SOURCE MATERIAL:
+++++

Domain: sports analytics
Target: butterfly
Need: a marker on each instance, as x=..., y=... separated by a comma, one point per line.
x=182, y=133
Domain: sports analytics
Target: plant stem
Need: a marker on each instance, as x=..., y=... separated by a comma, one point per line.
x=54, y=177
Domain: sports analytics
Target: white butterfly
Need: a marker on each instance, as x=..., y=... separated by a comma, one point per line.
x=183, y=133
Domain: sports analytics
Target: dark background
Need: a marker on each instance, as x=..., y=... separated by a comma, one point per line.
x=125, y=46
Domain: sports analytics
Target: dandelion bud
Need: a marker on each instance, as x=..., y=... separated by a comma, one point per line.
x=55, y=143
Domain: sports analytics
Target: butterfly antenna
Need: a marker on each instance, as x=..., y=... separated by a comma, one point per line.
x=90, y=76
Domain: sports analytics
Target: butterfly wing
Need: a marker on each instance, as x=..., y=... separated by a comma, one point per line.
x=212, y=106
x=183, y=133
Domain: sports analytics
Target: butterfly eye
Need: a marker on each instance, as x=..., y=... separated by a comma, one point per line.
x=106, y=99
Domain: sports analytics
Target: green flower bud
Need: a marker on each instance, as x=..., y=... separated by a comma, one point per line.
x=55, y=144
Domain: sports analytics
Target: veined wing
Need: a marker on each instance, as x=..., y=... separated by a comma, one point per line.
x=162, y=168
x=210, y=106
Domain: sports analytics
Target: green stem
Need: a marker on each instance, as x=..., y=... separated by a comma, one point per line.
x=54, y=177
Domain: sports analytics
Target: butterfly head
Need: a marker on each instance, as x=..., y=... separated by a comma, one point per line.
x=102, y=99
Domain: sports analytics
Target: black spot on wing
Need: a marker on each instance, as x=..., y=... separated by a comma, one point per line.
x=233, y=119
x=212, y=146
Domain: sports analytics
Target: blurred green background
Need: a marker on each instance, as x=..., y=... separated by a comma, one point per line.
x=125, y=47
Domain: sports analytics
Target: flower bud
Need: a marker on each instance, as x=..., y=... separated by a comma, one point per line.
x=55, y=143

+++++

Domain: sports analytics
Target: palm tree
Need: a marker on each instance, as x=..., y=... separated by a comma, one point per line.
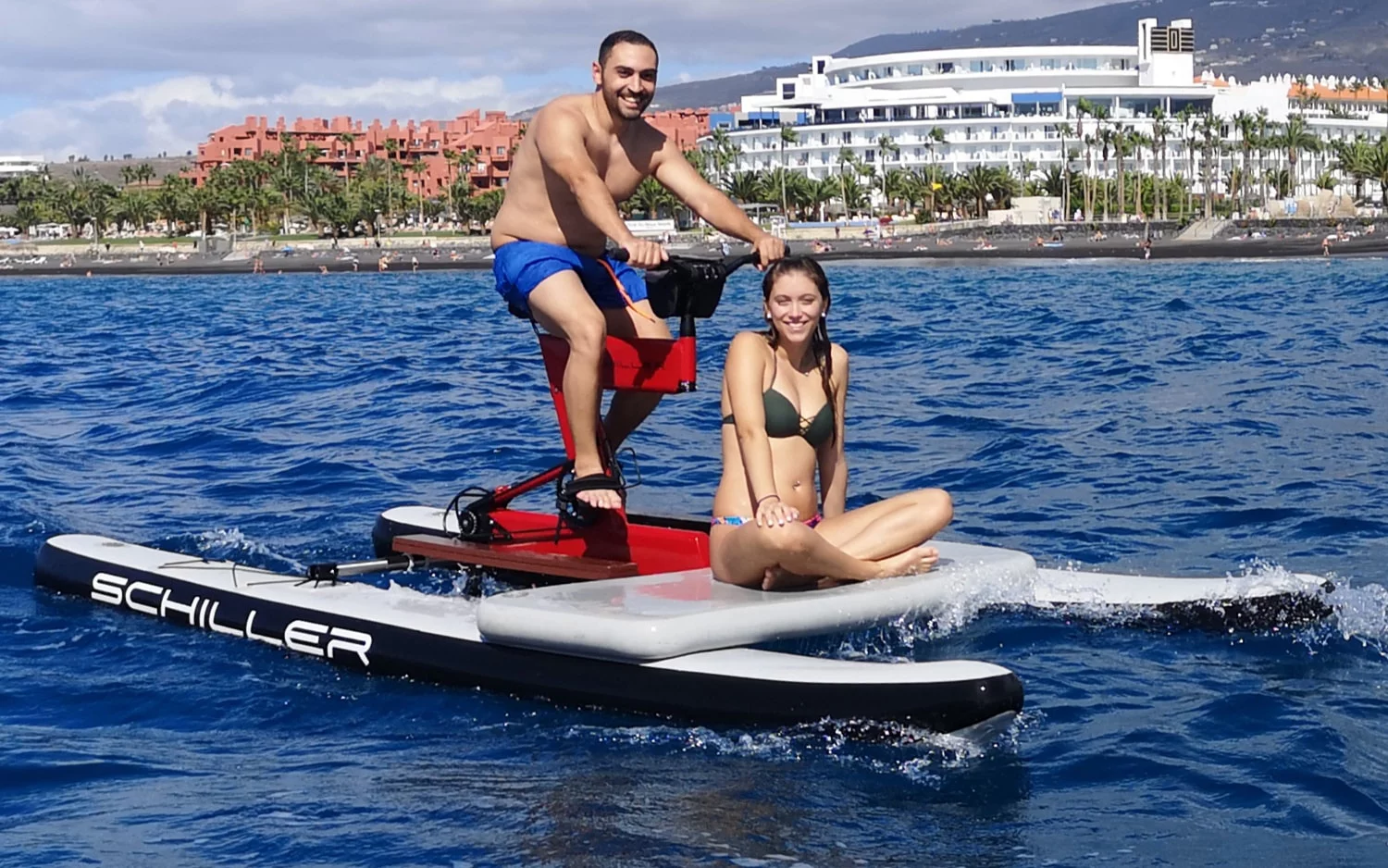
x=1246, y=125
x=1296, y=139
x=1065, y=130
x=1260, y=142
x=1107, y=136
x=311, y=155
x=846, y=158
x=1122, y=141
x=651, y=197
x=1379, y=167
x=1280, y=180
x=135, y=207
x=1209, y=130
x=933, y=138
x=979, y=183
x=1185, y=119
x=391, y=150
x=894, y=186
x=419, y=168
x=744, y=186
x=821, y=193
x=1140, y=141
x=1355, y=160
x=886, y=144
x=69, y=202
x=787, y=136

+++++

ASSIGNED TASK:
Check all the records above and select each line where the string "butterfly" is found.

EXERCISE OUTPUT:
Target: butterfly
Target: white butterfly
Target: butterfly antenna
Target: butterfly wing
Target: butterfly eye
Target: butterfly head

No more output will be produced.